◆ Given passage ◆
Of course, any cheap saw can be fitted with top quality bar and chain. IMO, the biggest difference is not between safety or non safety chain, it is the quality and design of the chain, size, gauge, chipper vs. chisel, and how well it is sharpened.


----------



## BJ64 (Jul 25, 2008)

I just about agree with everybody else.

The occasional use saw will be more of a pain than pleasure when you want to get things done.  We have so many different brands of saws in my area I can't keep track of them all but it seems these days that everybody is happy with the saw they have even the cheaper ones sold at Wal-Mart.  This leads me to believe that a good saw is not hard to get.  I use Stihl because the dealer is a real good guy and the mechanics are always helpful.  

One big thing that may not be present in the occasional use saws is an anti vibration system.  A non anti vibe saw will just about shake my arms to hurting after a few hours.

My 280 is considered a mid range and I use it the most going after the tops of trees and clearing fence rows.  My 441 is the baby of the big saws and it is used for the bigger stuff and if somebody else is with me and I let them use the 280.  As for speed of cut; the 441 is faster on material 12 inches or more but the 280 is so much lighter that I prefer to use it most of the time.


----------



## Backroads (Jul 25, 2008)

The difference in each is about $100-$200 each which is almost directly relevant to the power, weight and construction of the saw.

◆ Parts of the exercise ◆
1. Answer these questions about the chainsaw forum thread:
(a) In the opening post, what is named as the biggest difference in chains instead of safety versus non-safety chain?
(b) Why does BJ64 use Stihl?
(c) According to Backroads, what is the $100-$200 price difference almost directly relevant to?
2. Carry the chainsaw forum thread forward from its final sentence.

[Collection entries]

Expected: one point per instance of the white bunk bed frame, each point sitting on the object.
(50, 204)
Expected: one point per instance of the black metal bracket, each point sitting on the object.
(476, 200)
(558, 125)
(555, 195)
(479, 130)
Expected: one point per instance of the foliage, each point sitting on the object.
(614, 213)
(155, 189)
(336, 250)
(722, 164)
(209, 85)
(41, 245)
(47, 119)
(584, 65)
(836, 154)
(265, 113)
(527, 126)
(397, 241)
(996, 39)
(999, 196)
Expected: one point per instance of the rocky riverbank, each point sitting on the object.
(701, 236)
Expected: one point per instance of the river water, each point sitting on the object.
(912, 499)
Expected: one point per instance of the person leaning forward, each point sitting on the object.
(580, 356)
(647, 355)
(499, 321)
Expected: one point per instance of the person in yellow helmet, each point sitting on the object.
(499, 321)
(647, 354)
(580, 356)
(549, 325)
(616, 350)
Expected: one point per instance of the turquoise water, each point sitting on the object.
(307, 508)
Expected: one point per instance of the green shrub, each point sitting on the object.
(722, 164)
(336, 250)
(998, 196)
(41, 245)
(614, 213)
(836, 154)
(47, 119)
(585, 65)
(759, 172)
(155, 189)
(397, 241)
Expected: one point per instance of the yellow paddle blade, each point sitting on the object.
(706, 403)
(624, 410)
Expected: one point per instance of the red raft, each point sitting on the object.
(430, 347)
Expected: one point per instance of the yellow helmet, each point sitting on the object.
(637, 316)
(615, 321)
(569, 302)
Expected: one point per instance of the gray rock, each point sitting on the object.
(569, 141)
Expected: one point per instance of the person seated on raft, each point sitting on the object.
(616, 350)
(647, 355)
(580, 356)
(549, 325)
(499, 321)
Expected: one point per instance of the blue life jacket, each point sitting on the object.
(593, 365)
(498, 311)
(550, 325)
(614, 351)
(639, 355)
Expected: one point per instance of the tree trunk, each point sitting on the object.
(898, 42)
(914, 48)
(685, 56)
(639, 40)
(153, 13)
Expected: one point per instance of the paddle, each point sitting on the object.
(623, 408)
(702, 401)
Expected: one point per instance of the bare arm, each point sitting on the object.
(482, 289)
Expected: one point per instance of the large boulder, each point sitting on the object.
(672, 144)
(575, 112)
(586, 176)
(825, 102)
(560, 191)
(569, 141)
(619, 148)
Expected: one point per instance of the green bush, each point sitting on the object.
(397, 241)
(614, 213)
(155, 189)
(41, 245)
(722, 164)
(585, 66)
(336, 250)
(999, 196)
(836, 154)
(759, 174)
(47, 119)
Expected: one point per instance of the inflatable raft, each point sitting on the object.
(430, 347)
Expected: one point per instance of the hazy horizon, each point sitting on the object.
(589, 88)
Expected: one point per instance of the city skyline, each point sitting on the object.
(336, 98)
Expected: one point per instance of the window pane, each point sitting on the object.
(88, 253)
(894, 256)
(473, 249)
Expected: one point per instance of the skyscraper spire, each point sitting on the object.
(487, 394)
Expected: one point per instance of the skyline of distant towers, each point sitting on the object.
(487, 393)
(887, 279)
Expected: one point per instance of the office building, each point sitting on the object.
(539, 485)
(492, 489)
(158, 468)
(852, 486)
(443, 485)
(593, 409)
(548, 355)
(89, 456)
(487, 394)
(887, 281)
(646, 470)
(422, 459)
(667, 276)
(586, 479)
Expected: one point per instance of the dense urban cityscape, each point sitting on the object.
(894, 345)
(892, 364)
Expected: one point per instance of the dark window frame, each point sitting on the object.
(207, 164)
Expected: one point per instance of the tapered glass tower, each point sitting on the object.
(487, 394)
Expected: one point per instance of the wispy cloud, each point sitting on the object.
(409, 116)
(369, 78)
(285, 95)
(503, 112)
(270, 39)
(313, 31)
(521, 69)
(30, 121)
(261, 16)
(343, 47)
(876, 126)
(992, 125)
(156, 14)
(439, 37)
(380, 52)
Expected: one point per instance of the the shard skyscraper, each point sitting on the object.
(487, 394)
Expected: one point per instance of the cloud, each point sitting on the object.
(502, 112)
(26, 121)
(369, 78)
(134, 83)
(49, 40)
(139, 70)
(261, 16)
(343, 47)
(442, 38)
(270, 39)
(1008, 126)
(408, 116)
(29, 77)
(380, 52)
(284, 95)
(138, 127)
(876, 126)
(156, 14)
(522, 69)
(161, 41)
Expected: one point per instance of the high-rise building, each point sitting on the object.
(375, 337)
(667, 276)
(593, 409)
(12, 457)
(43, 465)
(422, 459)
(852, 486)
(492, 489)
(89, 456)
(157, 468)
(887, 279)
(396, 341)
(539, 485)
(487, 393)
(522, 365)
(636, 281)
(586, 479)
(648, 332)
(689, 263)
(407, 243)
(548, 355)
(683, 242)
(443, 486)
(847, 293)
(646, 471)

◆ Results by task ◆
1.
(a) The quality and design of the chain, size, gauge, chipper vs. chisel, and how well it is sharpened.
(b) Because the dealer is a real good guy and the mechanics are always helpful.
(c) The power, weight and construction of the saw.

2.
----------



## PeteD (Jul 25, 2008)

I would go mid-range.  I bought a Husky 350 a while back and they considered that "landowner" or midrange for them, IIRC.

It has some of the professional saw features, like compression relief (which I love by the way) and is fairly light weight.

I got the 18 inch bar and have never had it lack for power with a sharp chain.

I think you want something that is going to start for you and work adequately when you need it.  Unless you are getting really serious, I don't think the average wood gatherer needs more than a 20-inch bar to get things done.

Pete


----------



## BJ64 (Jul 26, 2008)

PeteD said:
			
		

> Unless you are getting really serious, I don't think the average wood gatherer needs more than a 20-inch bar to get things done.
> 
> Pete



I would agree with that. At least for my area that is true.  I've had the 30+ in bar for two years and have used it only on two occasions because an ice storm felled some huge pecan trees.  In fact I do most of my work with a 16" bar because it is the lighter saw. 

Another thing is that the longer the bar, the more likely you are going to hit the dirt or get into a fence wire with it.


----------



## chad3 (Jul 30, 2008)

Kevin J has great advice.  The multi-purose plan is what I use.  Run what you need and you will be very happy if you cut lots of wood.  I've cut almost 20 cords since April and have the saw to cut them all. Read my sig and you can see my choices.


----------



## Outdoorsman (Jul 30, 2008)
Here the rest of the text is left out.